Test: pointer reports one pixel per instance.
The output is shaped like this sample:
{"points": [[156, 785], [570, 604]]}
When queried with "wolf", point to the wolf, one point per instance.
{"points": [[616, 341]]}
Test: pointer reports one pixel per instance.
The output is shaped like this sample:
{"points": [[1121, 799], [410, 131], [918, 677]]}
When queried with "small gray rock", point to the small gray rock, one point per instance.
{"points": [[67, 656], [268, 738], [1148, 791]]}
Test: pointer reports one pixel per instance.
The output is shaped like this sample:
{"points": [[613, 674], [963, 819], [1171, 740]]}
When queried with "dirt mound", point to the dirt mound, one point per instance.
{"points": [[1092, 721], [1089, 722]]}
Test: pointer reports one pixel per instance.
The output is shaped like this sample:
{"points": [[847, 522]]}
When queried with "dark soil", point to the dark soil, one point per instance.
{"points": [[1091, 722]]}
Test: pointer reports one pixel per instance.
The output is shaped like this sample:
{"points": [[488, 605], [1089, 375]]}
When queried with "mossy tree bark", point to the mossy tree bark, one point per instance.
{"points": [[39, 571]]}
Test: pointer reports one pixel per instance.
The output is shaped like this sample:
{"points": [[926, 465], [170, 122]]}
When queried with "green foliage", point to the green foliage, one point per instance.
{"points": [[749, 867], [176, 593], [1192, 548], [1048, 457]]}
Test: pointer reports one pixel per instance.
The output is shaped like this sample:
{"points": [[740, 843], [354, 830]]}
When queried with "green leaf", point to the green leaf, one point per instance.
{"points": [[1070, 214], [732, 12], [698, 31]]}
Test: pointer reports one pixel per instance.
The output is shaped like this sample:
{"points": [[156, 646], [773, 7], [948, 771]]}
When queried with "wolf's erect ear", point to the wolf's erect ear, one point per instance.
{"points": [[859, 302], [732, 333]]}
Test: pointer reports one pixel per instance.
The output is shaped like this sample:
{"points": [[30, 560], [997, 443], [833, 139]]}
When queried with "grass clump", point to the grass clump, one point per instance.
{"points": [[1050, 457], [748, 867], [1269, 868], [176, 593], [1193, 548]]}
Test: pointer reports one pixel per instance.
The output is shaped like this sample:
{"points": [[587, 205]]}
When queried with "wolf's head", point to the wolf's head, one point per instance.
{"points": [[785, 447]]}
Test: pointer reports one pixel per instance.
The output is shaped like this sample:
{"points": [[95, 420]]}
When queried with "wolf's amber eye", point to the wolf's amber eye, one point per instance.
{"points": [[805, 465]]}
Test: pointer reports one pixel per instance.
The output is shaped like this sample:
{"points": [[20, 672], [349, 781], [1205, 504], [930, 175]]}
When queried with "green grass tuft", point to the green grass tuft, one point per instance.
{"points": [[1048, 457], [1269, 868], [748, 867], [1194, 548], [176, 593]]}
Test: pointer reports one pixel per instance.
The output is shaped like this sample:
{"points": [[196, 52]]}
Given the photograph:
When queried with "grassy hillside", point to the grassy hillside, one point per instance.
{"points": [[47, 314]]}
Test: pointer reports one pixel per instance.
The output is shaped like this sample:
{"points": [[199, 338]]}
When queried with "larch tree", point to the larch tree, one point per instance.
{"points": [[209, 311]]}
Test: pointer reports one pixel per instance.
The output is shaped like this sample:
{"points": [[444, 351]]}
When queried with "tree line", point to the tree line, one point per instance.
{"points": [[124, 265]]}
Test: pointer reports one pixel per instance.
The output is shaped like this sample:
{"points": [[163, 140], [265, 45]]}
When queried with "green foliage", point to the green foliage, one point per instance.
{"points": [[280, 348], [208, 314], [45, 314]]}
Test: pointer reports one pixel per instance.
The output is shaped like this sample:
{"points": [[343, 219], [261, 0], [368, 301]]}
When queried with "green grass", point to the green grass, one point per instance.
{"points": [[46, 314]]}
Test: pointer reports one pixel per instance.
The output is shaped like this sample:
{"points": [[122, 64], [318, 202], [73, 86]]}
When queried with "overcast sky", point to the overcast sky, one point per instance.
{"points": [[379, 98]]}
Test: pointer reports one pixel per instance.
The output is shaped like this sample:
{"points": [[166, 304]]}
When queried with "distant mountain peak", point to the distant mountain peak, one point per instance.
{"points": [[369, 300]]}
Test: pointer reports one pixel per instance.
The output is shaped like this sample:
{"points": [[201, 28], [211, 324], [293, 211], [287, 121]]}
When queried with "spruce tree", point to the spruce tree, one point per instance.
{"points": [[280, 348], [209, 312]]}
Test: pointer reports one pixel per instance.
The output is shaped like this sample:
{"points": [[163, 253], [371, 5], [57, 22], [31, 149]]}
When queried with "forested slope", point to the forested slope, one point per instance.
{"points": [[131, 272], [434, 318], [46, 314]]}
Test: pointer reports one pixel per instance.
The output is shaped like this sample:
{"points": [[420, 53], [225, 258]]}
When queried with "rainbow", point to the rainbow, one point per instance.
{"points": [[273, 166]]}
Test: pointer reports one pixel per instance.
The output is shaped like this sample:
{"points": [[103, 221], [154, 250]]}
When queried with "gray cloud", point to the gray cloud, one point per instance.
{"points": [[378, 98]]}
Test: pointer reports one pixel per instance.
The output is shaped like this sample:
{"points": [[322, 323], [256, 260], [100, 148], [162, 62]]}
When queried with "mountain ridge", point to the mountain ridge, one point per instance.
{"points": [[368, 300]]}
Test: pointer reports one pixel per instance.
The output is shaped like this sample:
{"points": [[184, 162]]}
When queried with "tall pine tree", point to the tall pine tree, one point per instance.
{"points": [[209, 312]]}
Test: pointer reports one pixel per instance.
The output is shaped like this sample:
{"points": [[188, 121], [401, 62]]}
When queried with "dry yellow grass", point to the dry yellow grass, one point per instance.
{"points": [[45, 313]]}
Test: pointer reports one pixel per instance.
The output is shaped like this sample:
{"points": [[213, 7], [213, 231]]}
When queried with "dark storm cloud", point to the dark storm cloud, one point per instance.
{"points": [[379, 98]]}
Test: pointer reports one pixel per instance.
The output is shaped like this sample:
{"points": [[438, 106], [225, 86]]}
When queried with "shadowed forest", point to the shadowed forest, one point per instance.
_ _ _ _ _ _ _
### WORK INSTRUCTIONS
Copy each line of the material exactly as shown.

### WRITTEN ANSWER
Test: pointer reports one pixel per instance.
The output is shaped like this sample:
{"points": [[156, 785], [570, 604]]}
When queried with "wolf", point to the wolf, one point per instance.
{"points": [[616, 341]]}
Test: pointer reports one pixel per instance.
The output is shaped like this sample:
{"points": [[1121, 799], [410, 131], [918, 677]]}
When queried with "small gray rock", point to the small gray rock, one point per instance.
{"points": [[67, 656], [268, 738], [1148, 791]]}
Test: pointer reports one pixel per instance.
The output is shaped like this sample:
{"points": [[613, 674], [963, 819], [1171, 740]]}
When queried with "dirt mound", point to the dirt mound, one point per instance.
{"points": [[1092, 721], [1089, 722]]}
Test: pointer reports one pixel per instance.
The output is shaped like this sample:
{"points": [[847, 522]]}
When queried with "dark soil", point to the dark soil, one point per instance.
{"points": [[1091, 722]]}
Test: pointer reports one pixel per instance.
The output is shaped like this sample:
{"points": [[488, 605], [1089, 375]]}
When queried with "mossy tree bark", point to the mossy tree bark, one point per instance.
{"points": [[39, 571]]}
Test: pointer reports one pixel per instance.
The output is shaped like this sample:
{"points": [[926, 465], [170, 122]]}
When queried with "green foliage", point to the green foliage, one point per instance.
{"points": [[749, 867], [176, 593], [1192, 548], [1048, 457]]}
Test: pointer reports one pixel per instance.
The output is shaped like this sample:
{"points": [[740, 843], [354, 830]]}
When queried with "green leaf", point to the green leaf, one point per instance.
{"points": [[1070, 214], [732, 12], [698, 31]]}
Test: pointer reports one pixel per instance.
The output is shaped like this sample:
{"points": [[156, 646], [773, 7], [948, 771]]}
When queried with "wolf's erect ear", point to the wolf's erect ear, one point per instance.
{"points": [[859, 302], [732, 333]]}
Test: pointer reports one pixel per instance.
The output is shaped like this sample:
{"points": [[30, 560], [997, 443], [833, 139]]}
When queried with "grass clump", point to the grass clump, one point per instance.
{"points": [[1050, 457], [748, 867], [1269, 868], [176, 593], [1193, 548]]}
Test: pointer reports one pixel per instance.
The output is shaped like this sample:
{"points": [[587, 205]]}
When queried with "wolf's head", point to the wolf's head, one point per instance.
{"points": [[785, 447]]}
Test: pointer reports one pixel per instance.
The output is shaped like this sample:
{"points": [[95, 420]]}
When queried with "wolf's amber eye", point to the wolf's amber eye, one point per instance.
{"points": [[805, 465]]}
Test: pointer reports one pixel per instance.
The output is shaped like this sample:
{"points": [[20, 672], [349, 781], [1205, 504], [930, 175]]}
When queried with "green grass tuft", point to the green grass tuft, one point per instance.
{"points": [[1048, 457], [1269, 868], [748, 867], [1194, 548], [176, 593]]}
Test: pointer reports one pixel per instance.
The output is shaped like this sample:
{"points": [[196, 52]]}
Given the photograph:
When queried with "grassy hillside", point to the grassy hillside, one point per instance.
{"points": [[47, 314]]}
Test: pointer reports one pixel per instance.
The output is shaped like this sample:
{"points": [[199, 338]]}
When queried with "larch tree", point to the larch tree, one point per instance.
{"points": [[209, 311]]}
Test: pointer reports one pixel per instance.
The output is shaped like this sample:
{"points": [[444, 351]]}
When queried with "tree line", point to the tree line, one point per instance.
{"points": [[124, 265]]}
Test: pointer reports one pixel per instance.
The output is shaped like this sample:
{"points": [[163, 140], [265, 45]]}
When queried with "green foliage", point to the green foliage, one point per instance.
{"points": [[280, 348], [208, 314], [45, 314]]}
Test: pointer reports one pixel per instance.
The output is shaped like this sample:
{"points": [[343, 219], [261, 0], [368, 301]]}
When queried with "green grass", point to the green grass, one point per instance.
{"points": [[46, 314]]}
Test: pointer reports one pixel per instance.
The output is shaped like this sample:
{"points": [[122, 64], [318, 202], [73, 86]]}
When queried with "overcast sky", point to the overcast sky, one point per instance.
{"points": [[379, 98]]}
Test: pointer reports one pixel per instance.
The output is shaped like this sample:
{"points": [[166, 304]]}
When queried with "distant mountain peak", point to the distant mountain peak, one point per instance.
{"points": [[369, 300]]}
Test: pointer reports one pixel per instance.
The output is shaped like this sample:
{"points": [[201, 28], [211, 324], [293, 211], [287, 121]]}
When queried with "spruce tree", point to the spruce tree, one point per instance.
{"points": [[280, 348], [209, 312]]}
Test: pointer reports one pixel per instance.
The output is shaped like this sample:
{"points": [[163, 253], [371, 5], [57, 22], [31, 149]]}
When queried with "forested slope", point to the forested slope, one point per instance.
{"points": [[131, 272], [434, 318], [46, 314]]}
Test: pointer reports one pixel per instance.
The output is shaped like this sample:
{"points": [[420, 53], [225, 258]]}
When queried with "rainbow", point to the rainbow, one point per instance.
{"points": [[273, 166]]}
Test: pointer reports one pixel per instance.
The output is shaped like this sample:
{"points": [[103, 221], [154, 250]]}
When queried with "gray cloud", point to the gray cloud, one point per instance.
{"points": [[378, 98]]}
Test: pointer reports one pixel per instance.
The output is shaped like this sample:
{"points": [[322, 323], [256, 260], [100, 148], [162, 62]]}
When queried with "mountain ridge", point to the mountain ridge, one point per instance.
{"points": [[368, 300]]}
Test: pointer reports one pixel per instance.
The output is shaped like this sample:
{"points": [[184, 162]]}
When queried with "tall pine tree", point to the tall pine tree, one point per instance.
{"points": [[209, 312]]}
Test: pointer reports one pixel per instance.
The output is shaped like this sample:
{"points": [[188, 121], [401, 62]]}
When queried with "dry yellow grass", point to the dry yellow grass, one point per instance.
{"points": [[45, 313]]}
Test: pointer reports one pixel per instance.
The output is shaped like this sample:
{"points": [[213, 7], [213, 231]]}
When queried with "dark storm cloud", point to the dark storm cloud, one point per instance.
{"points": [[379, 98]]}
Test: pointer reports one pixel per instance.
The output is shaped like this sample:
{"points": [[438, 106], [225, 86]]}
When queried with "shadowed forest", point to the shadowed forest, one point per instance.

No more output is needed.